* [What the task requires]: Put the rows below into a JSON list of strings, one string per line, leaving out any blank lines. Start at the line that contains "the green storage" and keep going through the last row, covering only those lines.

====== Data lines

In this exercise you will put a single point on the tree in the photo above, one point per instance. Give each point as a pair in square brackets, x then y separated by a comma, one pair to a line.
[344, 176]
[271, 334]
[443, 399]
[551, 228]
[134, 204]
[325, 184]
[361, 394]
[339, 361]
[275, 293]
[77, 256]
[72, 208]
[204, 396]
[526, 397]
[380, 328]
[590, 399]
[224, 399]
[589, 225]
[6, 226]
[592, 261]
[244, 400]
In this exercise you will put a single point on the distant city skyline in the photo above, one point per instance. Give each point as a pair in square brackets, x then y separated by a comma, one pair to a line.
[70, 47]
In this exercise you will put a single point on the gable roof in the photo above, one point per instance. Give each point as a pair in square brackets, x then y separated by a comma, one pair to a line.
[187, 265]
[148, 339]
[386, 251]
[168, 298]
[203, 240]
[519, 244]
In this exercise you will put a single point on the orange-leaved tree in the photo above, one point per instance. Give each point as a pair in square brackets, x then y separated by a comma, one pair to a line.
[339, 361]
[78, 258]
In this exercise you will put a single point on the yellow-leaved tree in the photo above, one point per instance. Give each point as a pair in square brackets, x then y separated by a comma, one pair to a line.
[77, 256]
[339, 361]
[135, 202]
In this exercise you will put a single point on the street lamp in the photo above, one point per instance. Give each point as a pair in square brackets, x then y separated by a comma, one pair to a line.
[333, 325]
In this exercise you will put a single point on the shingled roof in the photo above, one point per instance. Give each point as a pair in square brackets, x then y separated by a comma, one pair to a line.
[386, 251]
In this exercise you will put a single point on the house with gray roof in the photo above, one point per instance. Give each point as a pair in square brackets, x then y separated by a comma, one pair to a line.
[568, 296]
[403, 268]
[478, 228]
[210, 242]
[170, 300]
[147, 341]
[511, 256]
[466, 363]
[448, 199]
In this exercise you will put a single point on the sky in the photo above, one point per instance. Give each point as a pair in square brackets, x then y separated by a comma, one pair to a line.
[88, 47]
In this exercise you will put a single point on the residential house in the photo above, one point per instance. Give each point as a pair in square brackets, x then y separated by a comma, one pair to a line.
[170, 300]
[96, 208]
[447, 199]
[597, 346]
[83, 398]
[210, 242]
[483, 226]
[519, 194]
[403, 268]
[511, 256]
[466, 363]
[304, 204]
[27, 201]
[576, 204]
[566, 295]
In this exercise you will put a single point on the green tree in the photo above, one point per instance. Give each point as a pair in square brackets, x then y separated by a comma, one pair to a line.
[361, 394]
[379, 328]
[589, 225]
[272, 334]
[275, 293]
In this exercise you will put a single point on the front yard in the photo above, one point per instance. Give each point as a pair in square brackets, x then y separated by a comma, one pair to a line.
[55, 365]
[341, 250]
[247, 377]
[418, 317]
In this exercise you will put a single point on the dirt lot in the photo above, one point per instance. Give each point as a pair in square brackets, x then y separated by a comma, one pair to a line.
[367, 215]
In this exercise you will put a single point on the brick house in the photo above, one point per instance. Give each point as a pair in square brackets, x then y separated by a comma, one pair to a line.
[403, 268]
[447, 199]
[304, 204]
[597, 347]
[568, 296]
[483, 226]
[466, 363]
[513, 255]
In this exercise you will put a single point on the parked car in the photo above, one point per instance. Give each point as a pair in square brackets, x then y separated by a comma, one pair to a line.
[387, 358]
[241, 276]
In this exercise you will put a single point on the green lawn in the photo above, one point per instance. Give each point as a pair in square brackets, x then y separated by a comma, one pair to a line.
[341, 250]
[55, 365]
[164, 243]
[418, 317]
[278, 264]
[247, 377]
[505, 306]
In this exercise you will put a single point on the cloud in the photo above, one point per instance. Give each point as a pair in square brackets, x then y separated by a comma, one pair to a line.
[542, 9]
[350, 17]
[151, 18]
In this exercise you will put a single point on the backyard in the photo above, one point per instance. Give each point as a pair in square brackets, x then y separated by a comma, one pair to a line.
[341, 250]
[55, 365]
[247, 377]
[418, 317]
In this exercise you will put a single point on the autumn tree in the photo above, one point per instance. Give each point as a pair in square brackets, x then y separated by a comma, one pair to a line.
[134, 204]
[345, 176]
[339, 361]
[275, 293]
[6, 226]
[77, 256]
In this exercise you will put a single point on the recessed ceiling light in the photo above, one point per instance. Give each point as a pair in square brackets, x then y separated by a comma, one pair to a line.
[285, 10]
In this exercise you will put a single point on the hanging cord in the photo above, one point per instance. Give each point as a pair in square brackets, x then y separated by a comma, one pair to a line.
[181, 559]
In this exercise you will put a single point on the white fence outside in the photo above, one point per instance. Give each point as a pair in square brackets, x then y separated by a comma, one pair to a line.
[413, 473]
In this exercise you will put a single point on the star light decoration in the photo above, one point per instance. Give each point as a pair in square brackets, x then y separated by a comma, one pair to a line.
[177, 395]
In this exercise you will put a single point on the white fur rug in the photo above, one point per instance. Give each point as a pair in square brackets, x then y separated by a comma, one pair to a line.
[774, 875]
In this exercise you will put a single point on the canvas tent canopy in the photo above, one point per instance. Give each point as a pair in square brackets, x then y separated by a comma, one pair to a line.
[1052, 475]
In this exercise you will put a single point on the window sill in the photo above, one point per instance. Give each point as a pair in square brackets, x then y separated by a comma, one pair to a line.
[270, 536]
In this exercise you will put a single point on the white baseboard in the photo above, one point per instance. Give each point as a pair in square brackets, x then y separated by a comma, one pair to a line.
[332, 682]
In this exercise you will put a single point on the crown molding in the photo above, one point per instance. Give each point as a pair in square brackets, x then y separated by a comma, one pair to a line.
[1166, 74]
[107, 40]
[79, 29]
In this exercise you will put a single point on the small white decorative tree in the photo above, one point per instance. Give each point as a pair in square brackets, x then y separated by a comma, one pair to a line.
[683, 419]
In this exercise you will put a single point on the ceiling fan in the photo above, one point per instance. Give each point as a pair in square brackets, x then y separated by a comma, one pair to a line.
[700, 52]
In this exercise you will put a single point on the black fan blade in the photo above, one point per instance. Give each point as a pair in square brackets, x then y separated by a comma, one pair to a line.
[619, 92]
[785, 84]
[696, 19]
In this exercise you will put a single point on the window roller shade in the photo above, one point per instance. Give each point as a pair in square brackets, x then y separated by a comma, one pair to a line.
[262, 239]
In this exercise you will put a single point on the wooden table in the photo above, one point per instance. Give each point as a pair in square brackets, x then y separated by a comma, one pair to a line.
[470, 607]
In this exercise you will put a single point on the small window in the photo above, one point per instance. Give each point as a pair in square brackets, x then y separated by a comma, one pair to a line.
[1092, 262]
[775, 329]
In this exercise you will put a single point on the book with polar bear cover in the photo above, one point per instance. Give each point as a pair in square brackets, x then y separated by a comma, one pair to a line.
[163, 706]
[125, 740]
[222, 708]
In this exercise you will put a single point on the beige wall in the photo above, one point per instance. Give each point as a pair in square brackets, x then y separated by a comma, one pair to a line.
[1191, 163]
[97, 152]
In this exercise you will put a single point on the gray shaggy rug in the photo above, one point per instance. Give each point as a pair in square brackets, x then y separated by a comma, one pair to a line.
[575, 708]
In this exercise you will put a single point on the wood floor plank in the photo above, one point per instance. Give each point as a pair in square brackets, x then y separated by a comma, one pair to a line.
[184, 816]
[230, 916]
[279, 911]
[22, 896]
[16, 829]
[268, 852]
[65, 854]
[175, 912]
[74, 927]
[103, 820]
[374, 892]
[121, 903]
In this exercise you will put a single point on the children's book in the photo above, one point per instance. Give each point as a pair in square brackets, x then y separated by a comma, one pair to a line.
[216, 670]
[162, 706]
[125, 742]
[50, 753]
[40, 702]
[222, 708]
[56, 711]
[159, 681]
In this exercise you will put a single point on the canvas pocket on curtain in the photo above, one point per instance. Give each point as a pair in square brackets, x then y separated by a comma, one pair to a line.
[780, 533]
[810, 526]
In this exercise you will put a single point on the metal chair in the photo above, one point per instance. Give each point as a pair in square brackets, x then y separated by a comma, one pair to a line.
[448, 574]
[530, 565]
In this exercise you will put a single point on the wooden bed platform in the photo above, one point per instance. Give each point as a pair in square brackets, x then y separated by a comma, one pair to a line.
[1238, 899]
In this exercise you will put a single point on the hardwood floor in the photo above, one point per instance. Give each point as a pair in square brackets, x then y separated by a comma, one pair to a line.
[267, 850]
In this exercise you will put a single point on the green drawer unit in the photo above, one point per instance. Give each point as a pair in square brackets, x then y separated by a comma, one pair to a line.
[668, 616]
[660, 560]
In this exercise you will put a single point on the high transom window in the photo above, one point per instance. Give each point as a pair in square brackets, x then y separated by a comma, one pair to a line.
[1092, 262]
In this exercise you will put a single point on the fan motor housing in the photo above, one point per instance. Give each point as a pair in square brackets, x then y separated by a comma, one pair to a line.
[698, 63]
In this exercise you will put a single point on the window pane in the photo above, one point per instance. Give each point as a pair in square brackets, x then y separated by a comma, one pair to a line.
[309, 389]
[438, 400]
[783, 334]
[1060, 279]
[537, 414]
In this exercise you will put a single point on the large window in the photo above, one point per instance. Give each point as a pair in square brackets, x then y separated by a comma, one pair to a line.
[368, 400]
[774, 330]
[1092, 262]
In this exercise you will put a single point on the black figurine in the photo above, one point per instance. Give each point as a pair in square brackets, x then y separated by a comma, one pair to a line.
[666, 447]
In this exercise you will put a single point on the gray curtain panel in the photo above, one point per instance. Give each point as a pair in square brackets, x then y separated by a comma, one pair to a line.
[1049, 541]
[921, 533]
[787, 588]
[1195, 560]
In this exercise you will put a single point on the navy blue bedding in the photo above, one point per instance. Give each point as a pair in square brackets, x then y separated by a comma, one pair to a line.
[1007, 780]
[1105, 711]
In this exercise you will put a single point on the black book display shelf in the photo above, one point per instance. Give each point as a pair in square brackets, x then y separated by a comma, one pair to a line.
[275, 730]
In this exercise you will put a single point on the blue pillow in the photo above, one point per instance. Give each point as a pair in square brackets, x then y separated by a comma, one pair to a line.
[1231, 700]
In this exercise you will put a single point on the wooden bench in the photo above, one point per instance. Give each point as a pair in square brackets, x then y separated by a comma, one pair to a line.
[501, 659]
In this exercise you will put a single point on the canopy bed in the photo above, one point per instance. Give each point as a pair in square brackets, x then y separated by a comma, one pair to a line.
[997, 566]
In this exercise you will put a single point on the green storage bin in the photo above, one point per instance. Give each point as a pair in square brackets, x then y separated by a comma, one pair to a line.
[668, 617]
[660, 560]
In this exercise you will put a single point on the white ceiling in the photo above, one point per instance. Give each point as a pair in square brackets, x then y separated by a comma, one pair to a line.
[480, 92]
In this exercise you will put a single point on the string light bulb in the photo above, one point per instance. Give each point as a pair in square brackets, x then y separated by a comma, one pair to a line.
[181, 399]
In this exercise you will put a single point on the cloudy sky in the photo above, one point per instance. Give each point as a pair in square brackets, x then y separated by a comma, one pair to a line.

============

* [Output below]:
[
  "In this exercise you will put a single point on the green storage bin in the photo above, one point per instance. Give each point as a pair in square brackets, x then y separated by a comma, one pair to a line.",
  "[668, 617]",
  "[660, 560]",
  "In this exercise you will put a single point on the white ceiling in the photo above, one point per instance. Give each point as a pair in square brackets, x then y separated by a comma, one pair to a line.",
  "[480, 92]",
  "In this exercise you will put a single point on the string light bulb in the photo above, one point per instance. Give each point as a pair in square brackets, x then y separated by a comma, one pair to a line.",
  "[181, 399]",
  "In this exercise you will put a single point on the cloudy sky in the photo above, one point per instance. Give each point as a pair in square brackets, x then y separated by a comma, one pair to a line."
]